Records to use:
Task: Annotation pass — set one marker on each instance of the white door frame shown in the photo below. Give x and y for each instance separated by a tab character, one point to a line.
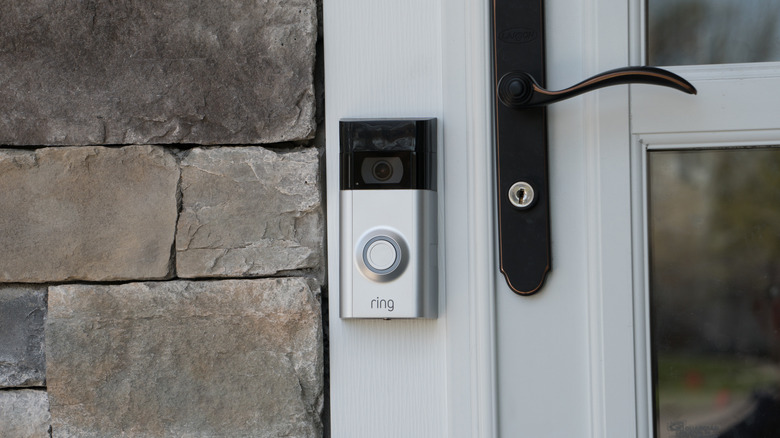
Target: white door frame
415	58
406	58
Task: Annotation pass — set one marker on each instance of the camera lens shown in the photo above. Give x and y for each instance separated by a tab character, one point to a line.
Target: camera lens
382	170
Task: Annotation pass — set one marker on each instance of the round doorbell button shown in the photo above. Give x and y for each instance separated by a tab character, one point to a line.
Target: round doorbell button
381	254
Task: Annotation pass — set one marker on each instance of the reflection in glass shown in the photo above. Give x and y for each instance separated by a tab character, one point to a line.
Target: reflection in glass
684	32
714	239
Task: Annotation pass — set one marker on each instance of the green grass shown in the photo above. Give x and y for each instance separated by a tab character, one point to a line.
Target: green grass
690	382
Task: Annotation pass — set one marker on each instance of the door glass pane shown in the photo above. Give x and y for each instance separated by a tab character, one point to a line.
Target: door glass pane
683	32
714	242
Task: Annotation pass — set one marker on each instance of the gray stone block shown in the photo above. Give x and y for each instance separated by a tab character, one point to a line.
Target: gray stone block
174	71
22	313
87	213
231	358
24	413
248	212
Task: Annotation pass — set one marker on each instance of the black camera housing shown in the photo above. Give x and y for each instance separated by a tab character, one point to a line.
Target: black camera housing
387	154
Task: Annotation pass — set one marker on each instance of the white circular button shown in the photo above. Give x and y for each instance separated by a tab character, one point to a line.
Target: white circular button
381	255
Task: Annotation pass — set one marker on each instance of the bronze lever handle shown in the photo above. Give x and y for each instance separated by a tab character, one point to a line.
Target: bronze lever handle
518	89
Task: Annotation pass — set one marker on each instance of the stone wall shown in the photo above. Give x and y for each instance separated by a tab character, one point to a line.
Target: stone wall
161	219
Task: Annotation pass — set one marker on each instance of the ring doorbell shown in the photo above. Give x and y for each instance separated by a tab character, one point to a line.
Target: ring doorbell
388	253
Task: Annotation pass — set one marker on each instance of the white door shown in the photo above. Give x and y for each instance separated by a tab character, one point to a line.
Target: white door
658	315
574	360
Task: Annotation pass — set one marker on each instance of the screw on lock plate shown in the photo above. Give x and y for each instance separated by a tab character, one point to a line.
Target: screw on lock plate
521	195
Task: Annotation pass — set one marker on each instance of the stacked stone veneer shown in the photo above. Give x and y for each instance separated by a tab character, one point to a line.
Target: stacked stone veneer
161	220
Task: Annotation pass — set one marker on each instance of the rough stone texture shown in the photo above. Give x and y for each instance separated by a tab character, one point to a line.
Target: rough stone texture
248	212
24	413
22	313
231	358
89	213
140	71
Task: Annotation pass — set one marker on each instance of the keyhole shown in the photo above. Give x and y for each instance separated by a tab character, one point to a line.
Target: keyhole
521	195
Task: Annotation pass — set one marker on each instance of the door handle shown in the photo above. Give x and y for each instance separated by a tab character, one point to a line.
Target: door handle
520	112
518	89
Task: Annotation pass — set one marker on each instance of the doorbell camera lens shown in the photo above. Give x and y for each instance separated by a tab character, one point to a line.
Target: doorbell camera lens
382	170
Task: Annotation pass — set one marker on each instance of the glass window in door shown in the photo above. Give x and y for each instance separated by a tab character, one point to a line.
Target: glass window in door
685	32
714	276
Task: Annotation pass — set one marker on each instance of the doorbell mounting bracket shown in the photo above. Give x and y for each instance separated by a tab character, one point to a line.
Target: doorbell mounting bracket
388	247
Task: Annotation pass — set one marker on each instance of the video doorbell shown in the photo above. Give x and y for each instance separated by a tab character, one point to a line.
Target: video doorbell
388	248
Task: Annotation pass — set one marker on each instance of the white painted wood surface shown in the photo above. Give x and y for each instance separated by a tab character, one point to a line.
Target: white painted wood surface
415	59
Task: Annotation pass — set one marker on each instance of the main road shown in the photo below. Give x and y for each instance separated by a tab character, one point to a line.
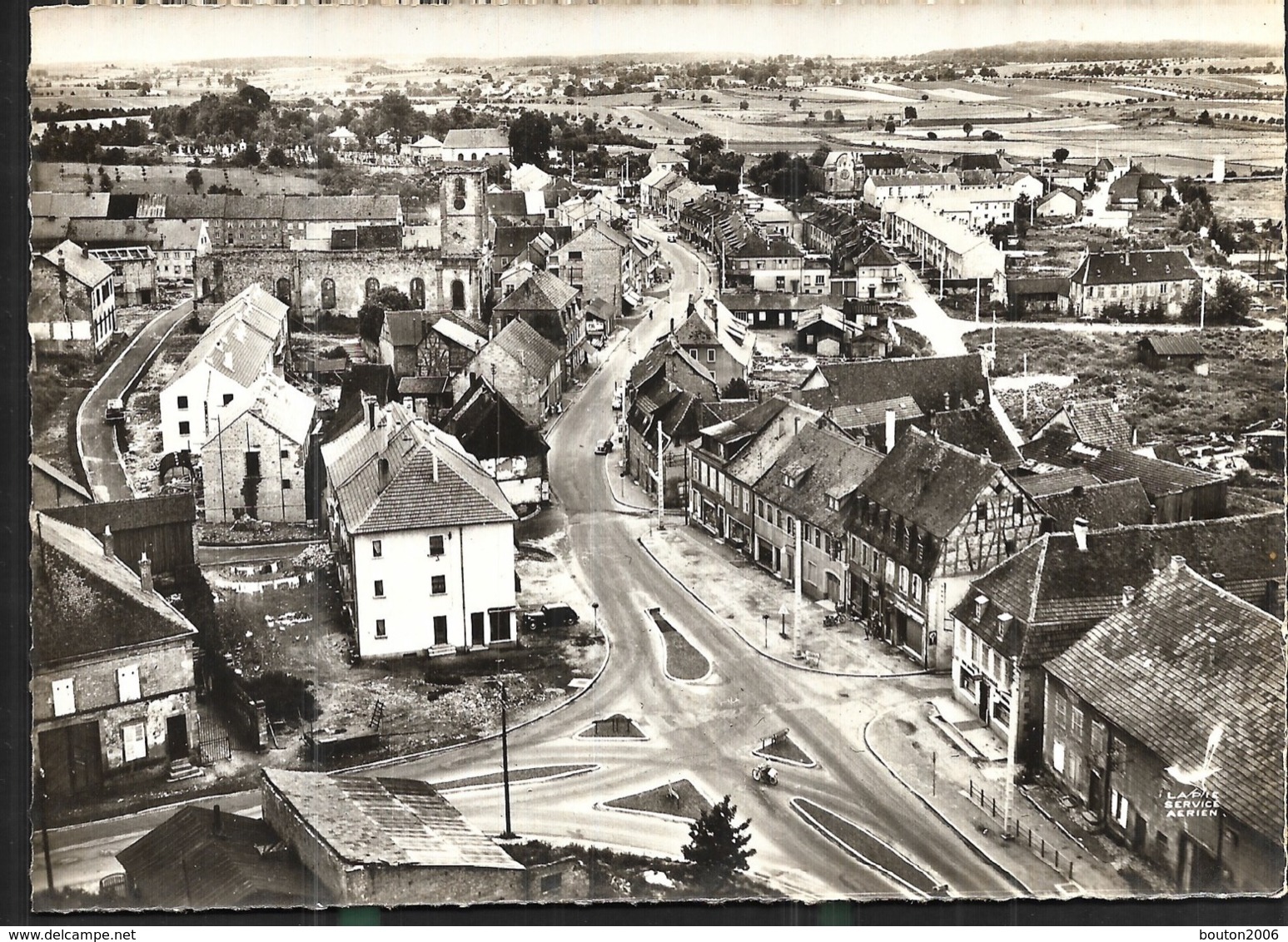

What to produce: The records above must be repeated in full and exactly, but without any of the pictures.

Solution for this task:
Task: Annotation pass — set one marker on each instance of the white door frame shown in the photo below. Give x and y for each instance separated by a tab character, one point to a line.
Target: white door frame
415	58
406	58
Task: Annotation pass — set one marker on each instance of the camera lens shown in the photo above. Give x and y for each instance separated by a tab character, one point to a line.
Target: camera lens
382	170
Task: Annotation pass — set one marker on each instance of the round doorbell button shown in the photo above. Give x and y for each instance separated by a tab character, one point to a line.
Target: round doorbell button
381	254
Task: Annotation pass — set one marker on each instance of the reflection in glass shown in the photo above. Give x and y for each instance separated by a tab character, one point to a line.
Target: reflection in glass
684	32
714	239
Task: Annotation pass — set one marker on each instance of the green grass shown in the photo above. Give x and y for each instance separated by a tab character, one point to a line.
Target: green grass
690	382
Task: Annotation pass — set one marker on each instance of the door glass pane shown in the photo above. Give x and y for each instance separated by a tab character, one point to a line.
Target: door glass pane
683	32
714	242
Task: Annotation pass — set one marker on each instance of the gray stone block shown in the photo above. Give x and y for each instance separated by a tab character, one point to a line.
Target: gray stone block
174	71
22	313
87	213
231	358
24	413
248	212
Task: Annotation pass — set one marker on each instance of the black camera housing shown in the photo above. Give x and y for each instance separated by a tab character, one point to a line.
Target: black camera housing
387	154
Task: Annotation pass — set one marker on each instance of the white circular button shown in the photo above. Give x and y for each instance separated by a tab character, one point to a line.
Target: white circular button
381	255
Task: Annotation pass — set one marker on each instance of the bronze lever handle shown in the photo above. Give x and y for each instance separated by a tab character, one point to a line.
Target: bronze lever handle
518	89
Task: Annotation pass — set one marker on each instance of the stone wall shown in the photo above. Give x and y for each instance separated by a tab character, one point to a line.
Target: stone wall
161	219
Task: Annotation pass — set one marker on each instance of the ring doorbell shown in the photo above. Give x and y for each instance separated by a tab character, one point to a line.
Target: ring doorbell
388	253
Task: Annotation pass — set one marker on each instance of the white door shown in the photo above. Give x and y for each instance separated by a tab character, one point to a line.
Target: white door
658	315
574	360
Task: Annotation pass — set one marker on each instance of the screw on lock plate shown in the photo above. Give x and y for each instance separated by a tab character, one point to a line.
Target: screw on lock plate
521	195
Task: Annotation pass — set one marker on each instance of the stacked stone veneer shown in the photo above. Give x and y for each instance separated by a tab character, one point to a line.
Target: stacked stone veneer
161	220
Task: Annotation pass — set one marker on each instance of the rough stone texture shown in the photo above. Give x and y for each instance separated by a tab character, one point to a line.
Target: rough stone texture
248	212
24	413
22	313
231	358
89	213
140	71
Task: Annotation pass — set one marker on each instance of the keyhole shown in the photo above. Give x and y for each instance separated by a tab character, one point to a line.
Target: keyhole
521	195
Task: Annotation pass — set one marker on each instance of the door handle shown in the photo above. Give x and y for each instance separated by a tab character, one point to a line.
Target: door handle
520	112
518	89
Task: Annotation pass — set one marker on each instance of the doorbell camera lens shown in the photo above. Give x and y for each instance separated by a tab character, one point to a line.
Target: doorbell camera lens
382	170
Task: Annotation pass — set one marker on each instance of the glass window in door shown in the photo above. Give x and y for each instance separated by a tab character, one point to a line.
Target: glass window in door
685	32
714	276
Task: Annotation pass — set one marker on each instance of the doorbell mounting bracket shown in the photo above. Give x and y for each instance separated by a tab character, one point to a line.
Target: doorbell mounting bracket
388	247
Task: Annotation pass — set one marker on each instance of the video doorbell shown in the photo above. Give x and y for each instance separated by a tab character, one point to a line.
Target: video doorbell
388	248
Task: Annotation pass — set one marker on each instance of the white painted wood surface shown in the photo above. Give x and y for each instance separated by a tab character, one point to a line.
Target: white painted wood surface
415	59
Task: Annotation pass — set one marker on each instance of the main road shown in the photo below. Give x and y for each instance separated by a tab character, one point to a line.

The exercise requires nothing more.